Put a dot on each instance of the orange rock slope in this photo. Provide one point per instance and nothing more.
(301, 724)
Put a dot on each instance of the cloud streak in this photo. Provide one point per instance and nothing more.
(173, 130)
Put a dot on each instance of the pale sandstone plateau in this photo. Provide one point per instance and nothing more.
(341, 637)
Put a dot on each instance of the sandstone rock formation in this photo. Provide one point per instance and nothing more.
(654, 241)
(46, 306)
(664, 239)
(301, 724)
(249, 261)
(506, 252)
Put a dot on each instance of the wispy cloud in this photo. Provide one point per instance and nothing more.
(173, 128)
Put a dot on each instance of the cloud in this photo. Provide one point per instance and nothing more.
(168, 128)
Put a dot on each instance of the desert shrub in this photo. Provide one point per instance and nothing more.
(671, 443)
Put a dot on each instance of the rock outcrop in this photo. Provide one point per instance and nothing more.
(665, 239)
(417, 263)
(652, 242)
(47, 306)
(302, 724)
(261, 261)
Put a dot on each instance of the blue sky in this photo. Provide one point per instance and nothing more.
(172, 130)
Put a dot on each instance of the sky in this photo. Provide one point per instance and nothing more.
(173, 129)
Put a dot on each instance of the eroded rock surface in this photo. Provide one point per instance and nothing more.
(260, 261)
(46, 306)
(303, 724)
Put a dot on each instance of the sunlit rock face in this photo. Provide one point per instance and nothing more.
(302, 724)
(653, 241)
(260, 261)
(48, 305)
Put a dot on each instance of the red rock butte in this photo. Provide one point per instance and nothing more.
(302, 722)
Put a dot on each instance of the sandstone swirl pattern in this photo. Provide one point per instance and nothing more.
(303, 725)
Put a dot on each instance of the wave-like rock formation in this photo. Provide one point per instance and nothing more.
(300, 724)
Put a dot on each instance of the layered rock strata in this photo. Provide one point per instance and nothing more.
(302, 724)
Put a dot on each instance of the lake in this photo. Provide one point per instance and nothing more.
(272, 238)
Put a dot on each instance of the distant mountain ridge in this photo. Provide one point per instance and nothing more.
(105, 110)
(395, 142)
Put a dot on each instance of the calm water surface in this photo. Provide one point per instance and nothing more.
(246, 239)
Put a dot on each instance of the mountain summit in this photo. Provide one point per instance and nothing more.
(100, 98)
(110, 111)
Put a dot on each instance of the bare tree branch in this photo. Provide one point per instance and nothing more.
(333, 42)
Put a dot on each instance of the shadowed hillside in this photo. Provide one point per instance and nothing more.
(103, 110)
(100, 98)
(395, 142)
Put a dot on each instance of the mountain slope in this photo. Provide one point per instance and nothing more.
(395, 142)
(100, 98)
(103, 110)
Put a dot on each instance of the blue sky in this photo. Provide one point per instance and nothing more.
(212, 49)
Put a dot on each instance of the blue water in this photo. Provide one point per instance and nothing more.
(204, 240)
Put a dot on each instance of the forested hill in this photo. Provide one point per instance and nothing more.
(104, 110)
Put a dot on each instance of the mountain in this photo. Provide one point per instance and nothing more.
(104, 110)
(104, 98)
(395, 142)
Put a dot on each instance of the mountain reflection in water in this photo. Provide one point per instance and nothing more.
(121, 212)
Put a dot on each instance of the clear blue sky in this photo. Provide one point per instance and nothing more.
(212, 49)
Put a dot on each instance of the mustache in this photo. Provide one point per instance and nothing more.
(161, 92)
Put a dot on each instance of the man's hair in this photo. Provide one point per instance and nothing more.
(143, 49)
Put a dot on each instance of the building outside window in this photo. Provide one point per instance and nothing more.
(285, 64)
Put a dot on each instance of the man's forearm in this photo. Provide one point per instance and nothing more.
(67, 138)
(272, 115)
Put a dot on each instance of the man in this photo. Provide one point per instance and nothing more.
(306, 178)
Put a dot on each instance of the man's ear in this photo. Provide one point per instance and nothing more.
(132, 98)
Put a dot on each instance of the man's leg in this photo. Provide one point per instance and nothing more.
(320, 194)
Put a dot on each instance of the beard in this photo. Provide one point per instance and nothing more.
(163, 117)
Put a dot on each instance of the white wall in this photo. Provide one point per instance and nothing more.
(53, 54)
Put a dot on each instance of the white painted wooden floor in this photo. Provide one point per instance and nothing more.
+ + + +
▶ _GOAL_:
Restate the whole listing exactly, leaving out nothing.

▶ _EXERCISE RESPONSE_:
Put a dot on each instance of the orange rock slope in this photo. Provide one point per instance and nothing more.
(301, 724)
Put a dot on each instance of the cloud streak in this photo. Provide one point per instance and nothing more.
(173, 130)
Put a dot on each instance of the pale sandstone plateau in this photo. Provide one point per instance and nothing more.
(341, 637)
Put a dot on each instance of the sandstone rock formation in this photo. Provide one point per instance and nothing more.
(654, 241)
(46, 306)
(664, 239)
(301, 724)
(249, 261)
(506, 252)
Put a dot on each instance of the wispy cloud in this photo. Provide one point per instance and nothing more.
(173, 128)
Put a dot on each instance of the cloud in this photo. Provide one point per instance and nothing more.
(168, 128)
Put a dot on each instance of the desert shrub in this photo. Provide one point per instance and nothing more.
(671, 443)
Put a dot on each instance of the rock outcrop in this photo. Provide one point per instance and nothing more.
(665, 239)
(417, 263)
(652, 242)
(47, 306)
(302, 724)
(261, 261)
Put a dot on each instance of the blue sky in this photo. Provide one point per instance and nothing more.
(172, 130)
Put a dot on each instance of the sky in this photo. Provide one point per instance and nothing more.
(173, 129)
Put a dot on each instance of the eroded rock surface in this photo. Provide one point per instance and nothing more.
(260, 261)
(46, 306)
(303, 724)
Put a dot on each instance of the sunlit rock face in this photo. Provide one point per instance and nothing more.
(302, 724)
(653, 241)
(260, 261)
(48, 305)
Put a dot on each instance of the red rock butte in this photo. Provide one point per instance and nothing more.
(302, 722)
Put a dot on each instance of the sandstone swirl pattern in this photo. Provide one point per instance and nothing more.
(303, 725)
Put a dot on each instance of the wave-like rock formation in this photo. Provide one point per instance and nothing more.
(300, 724)
Put a dot on each instance of the layered rock strata in this photo. Provide one point per instance and nothing more.
(302, 724)
Put a dot on each instance of the lake in this photo. Provide one point per instance and nothing more.
(272, 238)
Put a dot on each instance of the distant mountain ridge in this photo. Provide one point per instance and nothing more.
(105, 110)
(395, 142)
Put a dot on each instance of the calm water surface in this photo. Provide one point per instance and nothing more.
(246, 239)
Put a dot on each instance of the mountain summit in this photo. Provide one point per instance and nothing more.
(100, 98)
(110, 111)
Put a dot on each instance of the bare tree branch in this photo. Provide one point per instance and nothing more.
(333, 42)
Put a dot on each instance of the shadowed hillside in this photo. Provide one point per instance and nothing more.
(103, 110)
(100, 98)
(395, 142)
Put a dot on each instance of the mountain slope in this photo. Provide one point per instance and nothing more.
(395, 142)
(100, 98)
(103, 110)
Put a dot on each instance of the blue sky in this photo. Provide one point per instance and nothing more.
(212, 49)
Put a dot on each instance of the blue water in this photo. Provide one point per instance and nothing more.
(204, 240)
Put a dot on each instance of the forested hill in this photo. Provide one point per instance and nothing more.
(104, 110)
Put a dot on each instance of the mountain in this photo. Provide one point per instance and nothing more.
(104, 110)
(104, 98)
(395, 142)
Put a dot on each instance of the mountain reflection in water in this photo. Provide one point per instance and nothing more.
(121, 212)
Put a dot on each instance of the clear blue sky in this photo. Provide one point per instance and nothing more.
(212, 49)
Put a dot on each instance of the mustache in this photo. Provide one point per instance and nothing more.
(161, 92)
Put a dot on each instance of the man's hair in this photo. Provide one point per instance and nothing more.
(143, 49)
Put a dot on each instance of the building outside window in this photo. Provide one point per instance and nothing more.
(285, 64)
Put a dot on each instance of the man's forearm in this photo. Provide one point per instance and nothing more.
(67, 138)
(272, 115)
Put a dot on each instance of the man in this photo. Provide one point per instance and nothing more.
(306, 178)
Put a dot on each instance of the man's ear in this photo. Provide one point per instance and nothing more.
(132, 98)
Put a dot on each instance of the man's leg in this photo. Provide one point per instance and nothing more.
(320, 194)
Put a dot on each instance of the beard in this photo. Provide one point per instance and nothing more.
(163, 117)
Put a dot on each instance of the white wall in this photo. Provide one point per instance and nothing more.
(53, 54)
Put a dot on each instance of the white painted wooden floor in this photo. Provide one point per instance and nothing more.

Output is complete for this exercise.